Excerpts from point annotation data
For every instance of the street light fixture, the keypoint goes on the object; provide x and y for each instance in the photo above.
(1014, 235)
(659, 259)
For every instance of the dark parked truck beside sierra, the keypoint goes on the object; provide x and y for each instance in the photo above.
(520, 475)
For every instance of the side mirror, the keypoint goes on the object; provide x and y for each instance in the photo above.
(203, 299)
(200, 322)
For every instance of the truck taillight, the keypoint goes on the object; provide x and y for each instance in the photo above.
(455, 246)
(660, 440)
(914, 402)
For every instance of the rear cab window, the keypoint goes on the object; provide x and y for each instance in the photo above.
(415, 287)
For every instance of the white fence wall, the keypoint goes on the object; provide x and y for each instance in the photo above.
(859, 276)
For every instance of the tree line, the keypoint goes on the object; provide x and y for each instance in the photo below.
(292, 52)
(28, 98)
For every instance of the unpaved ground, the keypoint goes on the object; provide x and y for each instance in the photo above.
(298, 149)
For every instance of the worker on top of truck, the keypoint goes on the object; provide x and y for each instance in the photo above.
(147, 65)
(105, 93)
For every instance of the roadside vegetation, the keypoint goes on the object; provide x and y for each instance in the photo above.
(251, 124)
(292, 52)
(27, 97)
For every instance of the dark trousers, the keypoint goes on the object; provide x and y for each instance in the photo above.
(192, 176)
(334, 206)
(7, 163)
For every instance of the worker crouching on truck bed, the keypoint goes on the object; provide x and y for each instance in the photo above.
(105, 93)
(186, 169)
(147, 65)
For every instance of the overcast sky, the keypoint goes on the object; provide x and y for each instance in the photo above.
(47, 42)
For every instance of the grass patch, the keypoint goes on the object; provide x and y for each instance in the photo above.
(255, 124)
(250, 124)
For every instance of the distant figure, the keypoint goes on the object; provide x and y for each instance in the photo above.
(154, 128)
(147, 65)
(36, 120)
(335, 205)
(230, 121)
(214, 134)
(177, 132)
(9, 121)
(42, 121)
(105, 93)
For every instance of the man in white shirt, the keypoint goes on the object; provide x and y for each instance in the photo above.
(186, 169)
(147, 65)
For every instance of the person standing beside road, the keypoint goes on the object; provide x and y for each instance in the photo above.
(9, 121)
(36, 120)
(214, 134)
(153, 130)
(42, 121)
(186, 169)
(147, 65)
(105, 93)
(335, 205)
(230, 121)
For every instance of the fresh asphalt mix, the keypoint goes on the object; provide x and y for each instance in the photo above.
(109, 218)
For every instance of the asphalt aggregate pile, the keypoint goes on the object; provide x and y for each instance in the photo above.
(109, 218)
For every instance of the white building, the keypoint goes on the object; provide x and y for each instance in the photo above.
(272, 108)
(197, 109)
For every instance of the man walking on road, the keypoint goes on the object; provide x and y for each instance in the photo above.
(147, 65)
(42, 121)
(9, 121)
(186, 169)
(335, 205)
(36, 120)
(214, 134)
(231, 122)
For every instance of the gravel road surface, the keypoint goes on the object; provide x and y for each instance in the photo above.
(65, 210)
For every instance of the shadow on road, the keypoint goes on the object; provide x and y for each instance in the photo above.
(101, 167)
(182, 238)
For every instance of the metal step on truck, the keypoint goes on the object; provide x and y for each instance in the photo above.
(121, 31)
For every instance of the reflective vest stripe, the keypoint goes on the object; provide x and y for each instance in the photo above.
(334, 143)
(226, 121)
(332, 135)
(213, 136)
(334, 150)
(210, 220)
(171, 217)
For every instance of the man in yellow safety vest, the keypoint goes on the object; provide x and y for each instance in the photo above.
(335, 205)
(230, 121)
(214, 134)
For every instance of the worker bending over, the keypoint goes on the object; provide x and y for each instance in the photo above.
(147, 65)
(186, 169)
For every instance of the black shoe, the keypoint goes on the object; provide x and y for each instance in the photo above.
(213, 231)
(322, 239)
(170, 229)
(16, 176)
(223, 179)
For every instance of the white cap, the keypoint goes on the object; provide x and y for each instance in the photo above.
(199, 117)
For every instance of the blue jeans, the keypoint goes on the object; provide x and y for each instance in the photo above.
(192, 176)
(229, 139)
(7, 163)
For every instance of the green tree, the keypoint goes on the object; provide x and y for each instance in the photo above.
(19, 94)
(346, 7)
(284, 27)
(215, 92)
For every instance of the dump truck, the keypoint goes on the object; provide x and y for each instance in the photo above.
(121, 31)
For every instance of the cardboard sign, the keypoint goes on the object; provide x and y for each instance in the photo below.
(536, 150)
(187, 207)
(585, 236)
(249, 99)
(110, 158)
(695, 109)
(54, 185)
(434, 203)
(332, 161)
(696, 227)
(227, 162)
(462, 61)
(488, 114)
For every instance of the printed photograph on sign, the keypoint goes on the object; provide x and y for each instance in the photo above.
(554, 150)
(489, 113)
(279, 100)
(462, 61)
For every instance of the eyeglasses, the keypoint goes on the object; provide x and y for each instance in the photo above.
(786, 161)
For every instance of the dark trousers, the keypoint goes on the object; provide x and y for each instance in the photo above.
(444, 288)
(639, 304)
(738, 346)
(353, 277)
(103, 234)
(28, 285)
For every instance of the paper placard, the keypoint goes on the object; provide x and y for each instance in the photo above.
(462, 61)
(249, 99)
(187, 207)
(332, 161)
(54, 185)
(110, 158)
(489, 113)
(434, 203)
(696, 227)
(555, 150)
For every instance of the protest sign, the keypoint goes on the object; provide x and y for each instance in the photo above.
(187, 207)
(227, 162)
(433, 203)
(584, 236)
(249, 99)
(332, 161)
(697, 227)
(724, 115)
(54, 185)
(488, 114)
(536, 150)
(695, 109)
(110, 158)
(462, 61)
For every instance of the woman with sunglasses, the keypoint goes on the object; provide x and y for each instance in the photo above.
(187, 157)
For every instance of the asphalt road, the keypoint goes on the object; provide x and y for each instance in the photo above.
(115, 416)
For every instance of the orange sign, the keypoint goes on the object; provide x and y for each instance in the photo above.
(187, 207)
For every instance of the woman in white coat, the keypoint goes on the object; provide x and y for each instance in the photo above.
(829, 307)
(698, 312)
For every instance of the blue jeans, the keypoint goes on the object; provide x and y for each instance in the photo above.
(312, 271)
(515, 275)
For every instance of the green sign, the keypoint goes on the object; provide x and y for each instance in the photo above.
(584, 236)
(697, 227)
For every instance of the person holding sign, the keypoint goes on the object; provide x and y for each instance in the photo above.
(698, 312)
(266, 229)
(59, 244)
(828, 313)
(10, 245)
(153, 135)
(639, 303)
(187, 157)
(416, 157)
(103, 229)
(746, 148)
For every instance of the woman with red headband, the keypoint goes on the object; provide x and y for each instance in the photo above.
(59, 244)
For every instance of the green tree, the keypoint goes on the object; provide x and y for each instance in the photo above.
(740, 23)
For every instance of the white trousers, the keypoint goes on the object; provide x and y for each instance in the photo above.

● **YOUR TASK**
Take the listing above and set it down exactly.

● **WORKED SOLUTION**
For every instance of the street light fixture, the keypoint goes on the object; provide x and y for each instance in the photo above.
(1014, 235)
(659, 259)
For every instance of the dark parked truck beside sierra, the keypoint goes on the object; provide x and y for each instance in the photo above.
(520, 475)
For every instance of the side mirror, the keypoint goes on the object; provide x and y for each instance in the photo above.
(203, 299)
(200, 322)
For every instance of the truck taillight, the keypoint goes on the object; provide x and y for each instance in the photo above.
(455, 246)
(660, 440)
(914, 402)
For every instance of the rear cab window, the keypoint goes on the object; provide x and y for each instance in the photo above.
(415, 287)
For every instance of the white fence wall, the keypoint goes on the object; provide x and y for each instance in the photo above.
(859, 276)
For every instance of the tree line, the keypoint goes on the object; provide x and y for each instance in the photo below.
(292, 52)
(28, 98)
For every instance of the unpaved ground, the keypoint goes on the object; provide x and y for each instance in the photo above.
(298, 149)
For every instance of the worker on top of truck, the keypoint goes on the object; provide x and y for each instance in the photo above.
(147, 65)
(105, 93)
For every instance of the roadside vegetation, the keypoint goes on the object; provide x and y for each instance in the photo above.
(251, 124)
(292, 52)
(27, 97)
For every instance of the dark trousers, the keypoint goes on the object; provide x and y for each instance in the photo above.
(192, 176)
(334, 206)
(7, 163)
For every instance of the worker crouching on truck bed, the keypoint goes on the object; provide x and y for each instance in the photo above.
(105, 93)
(186, 169)
(147, 65)
For every instance of the overcast sky, the keypoint goes on the object; provide x and y for each instance in the photo above.
(47, 42)
For every instance of the grass patch, the keypoint goes on the object; provide x and y for each instance in the photo above.
(255, 124)
(250, 124)
For every instance of the distant figure, the keypoint goes on the object; provide x and y for each instance in the photo above.
(154, 128)
(147, 65)
(36, 120)
(335, 205)
(230, 121)
(214, 134)
(177, 132)
(9, 121)
(42, 121)
(105, 93)
For every instance of the man in white shirt, the keypoint goes on the object; provide x and y for each instance in the photo above.
(186, 169)
(147, 65)
For every instance of the person standing beside road, the keypoint goes on the object; provide x and y for each instance in the photo above.
(9, 121)
(36, 120)
(214, 134)
(153, 130)
(42, 121)
(186, 169)
(147, 65)
(105, 93)
(335, 205)
(230, 121)
For every instance of the fresh asphalt mix, the keypoint goes on the object; provide x and y for each instance in the photo above.
(109, 218)
For every instance of the asphalt aggregate pile, the keypoint goes on the object; provide x and y for each instance in the photo above.
(109, 218)
For every instance of the white building, the keypoint goes on the object; provide x and y for each instance in the photo above.
(272, 108)
(197, 109)
For every instance of the man walking on road, the keypoint goes on the object; provide x and y for each instance in the photo above.
(147, 65)
(42, 121)
(9, 121)
(186, 169)
(335, 205)
(36, 120)
(214, 134)
(231, 122)
For every instance of the gravel road surface, the keypoint goes on the object; provide x and y for each instance in the photo above.
(65, 210)
For every instance of the shadow on road, the keypoint goes on the object; provide x and y for each instance in the photo above.
(101, 167)
(182, 238)
For every instance of the metal step on truck, the keypoint goes on the object; provide x and y for each instance in the photo above.
(121, 31)
For every instance of the reflective vest stripe, the keypoint goes on the object; provide x and y for each instance in the photo above.
(334, 143)
(226, 121)
(332, 135)
(213, 136)
(334, 150)
(210, 220)
(171, 217)
For every instance of the man in yellow safety vest, the keypoint goes on the object; provide x and y for each instance in the photo above.
(335, 205)
(230, 121)
(214, 134)
For every instance of the worker bending over, the keypoint goes on the object; provide x and y for each instance in the photo above.
(147, 65)
(186, 169)
For every instance of the black shoe, the keypoint goes on the object; provide x and y for each instance in the photo above.
(213, 231)
(322, 239)
(170, 229)
(16, 176)
(223, 179)
For every instance of the white cap, the keypoint goes on the object; provide x and y for each instance in the photo above.
(199, 117)
For every instance of the blue jeans, the keypoint goes on the object; provide x and y for each instance in the photo above.
(192, 176)
(229, 139)
(7, 163)
For every instance of the green tree, the keypoint goes on the object; provide x and y for each instance in the photo above.
(19, 94)
(346, 7)
(284, 27)
(215, 92)
For every instance of the dump truck, the keypoint goes on the object; provide x and y for each instance in the photo above.
(121, 31)
For every instance of the cardboard sign, the keypoint goes on the object; provide x and y for each instance in the photo below.
(536, 150)
(187, 207)
(585, 236)
(249, 99)
(110, 158)
(695, 109)
(54, 185)
(434, 203)
(332, 161)
(696, 227)
(227, 162)
(462, 61)
(488, 114)
For every instance of the printed photograph on sign, the keypoint goes on the object; provide x and y for each instance in the photo above.
(554, 150)
(489, 113)
(279, 100)
(462, 61)
For every instance of the eyeglasses, the keypoint goes on the object; provide x and y for each instance in the photo above.
(786, 161)
For every instance of the dark trousers, the keypoint goes on the object; provide x and y for each instance in the photo above.
(444, 288)
(639, 304)
(738, 346)
(353, 277)
(103, 234)
(28, 285)
For every instance of the paper placard, the keypoint goes on the object; provide x and y for each instance in the photo above.
(462, 61)
(249, 99)
(187, 207)
(332, 161)
(54, 185)
(110, 158)
(489, 113)
(434, 203)
(696, 227)
(555, 150)
For every instance of the protest sign, the keypoint goes on the object; provide x and y for each instance in the photo above.
(187, 207)
(227, 162)
(433, 203)
(584, 236)
(249, 99)
(332, 161)
(697, 227)
(724, 115)
(54, 185)
(488, 114)
(536, 150)
(695, 109)
(110, 158)
(462, 61)
For every instance of the woman with sunglasses, the keypoint goes on the object; provide x and y for each instance in the photo above.
(187, 157)
For every instance of the asphalt road, the keypoint goes on the object; provide x and y for each instance in the photo above.
(115, 416)
For every instance of the orange sign, the keypoint goes on the object; provide x and y for each instance in the photo above.
(187, 207)
For every instance of the woman in white coat, the keypoint goes on the object; provide x and y for each instance in the photo above.
(829, 307)
(698, 312)
For every instance of the blue jeans, the keypoint goes on the object; provide x and y for each instance in the photo above.
(312, 271)
(515, 275)
For every instance of the green sign, the keypoint goes on the object; provide x and y for each instance in the photo above.
(584, 236)
(697, 227)
For every instance of the person holding sign, the keypoint goes on the object; provide x and y for each instance in the photo above.
(698, 312)
(266, 229)
(59, 244)
(828, 313)
(10, 245)
(153, 135)
(639, 303)
(187, 157)
(416, 157)
(103, 229)
(746, 148)
For every instance of the woman with red headband, the keypoint goes on the object; provide x and y for each instance in the photo above.
(59, 244)
For every instance of the green tree, the keypoint goes on the object; provide x and y for each instance in the photo above.
(740, 23)
For every instance of the white trousers, the keypoint goes on the object; provide x and y for each instance in the photo above.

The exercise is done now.